● Passage
========
My ex boyfriend once showed up at home with shopping bags filled with women’s clothes. For me.
I had, in a funk of self loathing, been complaining about the weight I had piled on and my inability to find anything in my wardrobe that fit me.
So he had taken himself, without my knowledge, into a series of women’s fashion stores and told the shop attendants of his girlfriend’s dilemma and asked their advice on what clothing items to purchase. Then he bought them.
It was such a kind and thoughtful gesture, one of many from this compassionate soul. Despite his own gruelling work schedule he would find the time to sit by my bath and massage shampoo into my hair with tender fingers, washing the lather away with warm water and drying me off with a towel as though I was a precious egg whose shell may crack. He knew me well.
I once asked him for a glass of water and he came back in holding a giant vase filled to the brim. This lovely man was both sweet and funny though I rarely gave him that feedback at the time.
Kindness is underrated. It is up there with humour in a woman’s eyes of what makes a man attractive. Of course I realise that now.
You can’t kill someone with kindness, though they may kill themselves with the anger they feel inside that prevents them from accepting that same kindness when it’s offered.
Being mean is easy, it’s reactive and comes from a place of self hatred and keeps others at a distance. Now kindness, there is a more enlightened emotion. It reeks of vulnerability and connection, for to be kind you have to put yourself on the line for not everyone will afford you that same kindness back. To be kind you have to lean in not push away and for some that is excruciatingly hard.
As T S Eliot once wrote “Half the harm that is done in this world is due to people who want to feel important. They don’t mean to do harm, but the harm (that they cause) does not interest them. Or they do not see it, or they justify it because they are absorbed in the endless struggle to think well of themselves”
I used to squirm when people were kind. I didn’t know how to accept it, how to thank them and how not to immediately return the favour for I foolishly believed that life was a game of credit and debit and I must give more than I receive.
========
● Record extracts
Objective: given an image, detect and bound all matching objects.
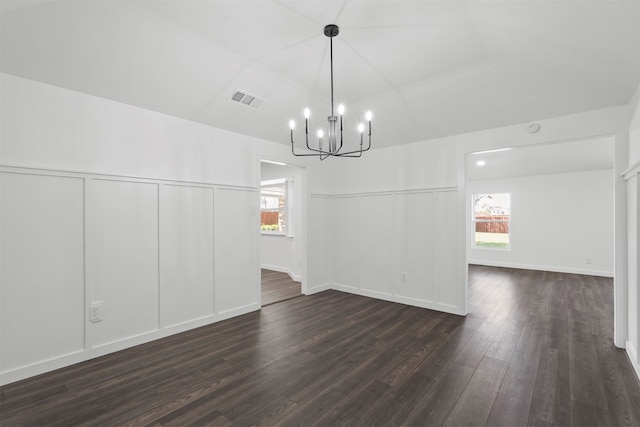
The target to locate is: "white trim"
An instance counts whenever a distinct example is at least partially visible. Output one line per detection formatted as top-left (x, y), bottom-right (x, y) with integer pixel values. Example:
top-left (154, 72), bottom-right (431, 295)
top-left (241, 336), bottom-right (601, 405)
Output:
top-left (0, 304), bottom-right (260, 385)
top-left (305, 282), bottom-right (331, 295)
top-left (468, 259), bottom-right (613, 278)
top-left (625, 341), bottom-right (640, 379)
top-left (260, 264), bottom-right (302, 282)
top-left (331, 283), bottom-right (466, 316)
top-left (621, 161), bottom-right (640, 181)
top-left (0, 164), bottom-right (258, 191)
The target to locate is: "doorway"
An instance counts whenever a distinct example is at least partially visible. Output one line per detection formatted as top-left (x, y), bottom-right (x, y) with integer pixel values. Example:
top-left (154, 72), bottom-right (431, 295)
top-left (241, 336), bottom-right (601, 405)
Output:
top-left (466, 136), bottom-right (615, 277)
top-left (259, 159), bottom-right (306, 306)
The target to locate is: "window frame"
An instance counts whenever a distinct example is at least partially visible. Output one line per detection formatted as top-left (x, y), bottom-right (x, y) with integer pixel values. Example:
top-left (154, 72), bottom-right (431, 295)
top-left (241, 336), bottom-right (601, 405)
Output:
top-left (259, 178), bottom-right (291, 236)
========
● Tasks and exercises
1. Reproduce the essay on kindness from "So he had taken" to "knew me well.", switching "shop attendants" to "sales assistants".
2. Summarize the essay on kindness in two sentences.
Use only the essay on kindness to complete the tasks; the listing is not needed.

● Task results
1.
So he had taken himself, without my knowledge, into a series of women’s fashion stores and told the sales assistants of his girlfriend’s dilemma and asked their advice on what clothing items to purchase. Then he bought them.
It was such a kind and thoughtful gesture, one of many from this compassionate soul. Despite his own gruelling work schedule he would find the time to sit by my bath and massage shampoo into my hair with tender fingers, washing the lather away with warm water and drying me off with a towel as though I was a precious egg whose shell may crack. He knew me well.

2. The writer recalls an ex-boyfriend's kind and thoughtful gestures: he bought women's clothes after the writer complained that nothing fit, he washed the writer's hair after his long workdays, and he answered a request for water with a giant vase filled to the brim. The writer argues that kindness is underrated and harder than meanness because it demands vulnerability and leaning in, quotes T S Eliot on the harm caused by people who want to feel important, and admits to once squirming when people were kind.